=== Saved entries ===
*-*-*
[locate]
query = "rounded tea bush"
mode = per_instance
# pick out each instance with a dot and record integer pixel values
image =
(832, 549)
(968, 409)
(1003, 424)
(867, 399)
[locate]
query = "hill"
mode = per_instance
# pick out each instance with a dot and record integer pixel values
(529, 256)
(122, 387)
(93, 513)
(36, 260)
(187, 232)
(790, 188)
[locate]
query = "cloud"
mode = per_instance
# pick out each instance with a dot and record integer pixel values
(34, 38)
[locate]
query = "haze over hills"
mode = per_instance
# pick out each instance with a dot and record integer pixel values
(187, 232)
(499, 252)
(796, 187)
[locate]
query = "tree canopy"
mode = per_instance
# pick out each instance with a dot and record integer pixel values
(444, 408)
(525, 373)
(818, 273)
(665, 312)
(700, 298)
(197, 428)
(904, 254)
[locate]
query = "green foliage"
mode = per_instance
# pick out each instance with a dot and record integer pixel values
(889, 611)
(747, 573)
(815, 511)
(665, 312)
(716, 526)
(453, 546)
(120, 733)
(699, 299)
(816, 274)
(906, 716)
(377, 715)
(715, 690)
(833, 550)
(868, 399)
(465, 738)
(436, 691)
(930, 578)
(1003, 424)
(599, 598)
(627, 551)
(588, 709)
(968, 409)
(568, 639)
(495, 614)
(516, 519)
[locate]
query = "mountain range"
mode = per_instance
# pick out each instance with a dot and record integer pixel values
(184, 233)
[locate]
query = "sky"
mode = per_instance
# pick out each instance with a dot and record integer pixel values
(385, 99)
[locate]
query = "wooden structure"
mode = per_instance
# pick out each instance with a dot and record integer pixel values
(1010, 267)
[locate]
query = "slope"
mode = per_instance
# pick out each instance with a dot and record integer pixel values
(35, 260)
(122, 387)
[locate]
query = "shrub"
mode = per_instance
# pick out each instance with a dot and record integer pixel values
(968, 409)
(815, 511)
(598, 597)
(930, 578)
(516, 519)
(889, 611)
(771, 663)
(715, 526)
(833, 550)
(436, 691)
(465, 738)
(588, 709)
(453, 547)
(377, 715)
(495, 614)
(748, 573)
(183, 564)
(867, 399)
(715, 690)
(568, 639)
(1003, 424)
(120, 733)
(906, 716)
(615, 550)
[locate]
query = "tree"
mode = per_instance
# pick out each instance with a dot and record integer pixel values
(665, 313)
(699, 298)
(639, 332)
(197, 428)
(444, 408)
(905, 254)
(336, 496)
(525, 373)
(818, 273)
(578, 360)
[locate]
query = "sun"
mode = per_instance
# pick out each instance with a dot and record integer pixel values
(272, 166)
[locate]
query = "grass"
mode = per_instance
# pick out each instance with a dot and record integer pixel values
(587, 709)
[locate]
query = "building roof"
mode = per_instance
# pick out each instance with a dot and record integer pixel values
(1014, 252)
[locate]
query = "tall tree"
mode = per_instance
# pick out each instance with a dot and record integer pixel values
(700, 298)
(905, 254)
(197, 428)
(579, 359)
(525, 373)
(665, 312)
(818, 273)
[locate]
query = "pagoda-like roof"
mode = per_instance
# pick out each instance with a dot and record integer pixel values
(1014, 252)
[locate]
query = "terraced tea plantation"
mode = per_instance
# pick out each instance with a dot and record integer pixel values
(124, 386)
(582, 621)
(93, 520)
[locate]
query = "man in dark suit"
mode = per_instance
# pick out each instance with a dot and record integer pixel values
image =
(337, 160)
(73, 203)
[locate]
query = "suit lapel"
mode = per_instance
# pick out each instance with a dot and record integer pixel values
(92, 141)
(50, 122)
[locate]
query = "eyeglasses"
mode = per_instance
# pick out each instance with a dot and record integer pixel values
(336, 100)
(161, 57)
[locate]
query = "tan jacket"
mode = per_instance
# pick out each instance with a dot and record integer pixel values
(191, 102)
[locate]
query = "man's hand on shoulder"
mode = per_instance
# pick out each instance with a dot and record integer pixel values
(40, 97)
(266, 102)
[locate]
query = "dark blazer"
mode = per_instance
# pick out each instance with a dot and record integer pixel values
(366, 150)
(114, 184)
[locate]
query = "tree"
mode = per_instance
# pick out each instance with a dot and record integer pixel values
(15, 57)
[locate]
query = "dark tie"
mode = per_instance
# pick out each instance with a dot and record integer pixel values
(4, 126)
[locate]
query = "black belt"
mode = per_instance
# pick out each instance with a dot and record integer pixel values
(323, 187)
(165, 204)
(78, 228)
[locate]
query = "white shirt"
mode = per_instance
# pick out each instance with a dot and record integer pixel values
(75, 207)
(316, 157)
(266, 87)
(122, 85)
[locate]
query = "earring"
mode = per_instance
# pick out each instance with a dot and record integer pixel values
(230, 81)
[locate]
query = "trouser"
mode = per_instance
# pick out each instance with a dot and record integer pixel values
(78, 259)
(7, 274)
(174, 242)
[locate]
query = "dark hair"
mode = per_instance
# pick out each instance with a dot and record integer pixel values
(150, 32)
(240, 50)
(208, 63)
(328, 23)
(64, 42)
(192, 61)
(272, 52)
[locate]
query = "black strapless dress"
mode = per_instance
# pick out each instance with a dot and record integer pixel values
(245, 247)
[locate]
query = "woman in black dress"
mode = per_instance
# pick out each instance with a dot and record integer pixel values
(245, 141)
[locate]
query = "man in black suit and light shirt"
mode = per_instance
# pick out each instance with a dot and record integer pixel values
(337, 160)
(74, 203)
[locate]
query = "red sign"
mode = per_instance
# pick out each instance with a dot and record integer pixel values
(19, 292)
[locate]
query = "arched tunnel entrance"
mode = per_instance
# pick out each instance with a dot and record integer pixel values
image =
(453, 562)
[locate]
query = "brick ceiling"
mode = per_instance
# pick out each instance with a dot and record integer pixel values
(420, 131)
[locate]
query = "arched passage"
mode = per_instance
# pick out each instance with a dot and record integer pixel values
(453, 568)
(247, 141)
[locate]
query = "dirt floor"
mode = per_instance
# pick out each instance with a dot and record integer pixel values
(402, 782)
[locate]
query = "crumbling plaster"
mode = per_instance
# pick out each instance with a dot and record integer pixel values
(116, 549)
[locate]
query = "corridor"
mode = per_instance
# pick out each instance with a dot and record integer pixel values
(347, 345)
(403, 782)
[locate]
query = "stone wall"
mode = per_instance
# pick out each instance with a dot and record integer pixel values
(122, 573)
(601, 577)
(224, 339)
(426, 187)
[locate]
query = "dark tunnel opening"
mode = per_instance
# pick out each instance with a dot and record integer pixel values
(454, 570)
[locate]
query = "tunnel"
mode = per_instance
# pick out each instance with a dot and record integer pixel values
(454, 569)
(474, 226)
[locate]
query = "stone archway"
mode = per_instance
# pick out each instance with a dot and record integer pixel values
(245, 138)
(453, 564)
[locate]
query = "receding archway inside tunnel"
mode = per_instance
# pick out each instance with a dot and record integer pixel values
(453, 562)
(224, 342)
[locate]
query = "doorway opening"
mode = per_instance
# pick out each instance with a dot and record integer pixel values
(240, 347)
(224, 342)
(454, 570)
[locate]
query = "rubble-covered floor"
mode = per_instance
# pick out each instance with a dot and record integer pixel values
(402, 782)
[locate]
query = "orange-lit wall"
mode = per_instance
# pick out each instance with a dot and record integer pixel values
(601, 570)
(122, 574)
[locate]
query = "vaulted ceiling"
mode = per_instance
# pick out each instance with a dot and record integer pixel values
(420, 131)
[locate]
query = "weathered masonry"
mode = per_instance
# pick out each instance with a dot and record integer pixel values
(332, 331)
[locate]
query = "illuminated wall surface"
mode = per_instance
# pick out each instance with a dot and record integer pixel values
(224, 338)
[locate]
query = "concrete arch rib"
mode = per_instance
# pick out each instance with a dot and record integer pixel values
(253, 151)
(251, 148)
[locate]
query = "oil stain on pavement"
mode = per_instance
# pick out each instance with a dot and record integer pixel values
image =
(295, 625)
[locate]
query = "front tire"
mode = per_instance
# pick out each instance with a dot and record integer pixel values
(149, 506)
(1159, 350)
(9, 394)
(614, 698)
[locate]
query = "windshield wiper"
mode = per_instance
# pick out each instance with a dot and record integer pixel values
*-*-*
=== DIRECTIVE ===
List each line in the rows above that contains the string "roof".

=== ANSWER TO THE TASK ===
query = "building roof"
query = "pagoda-like roof"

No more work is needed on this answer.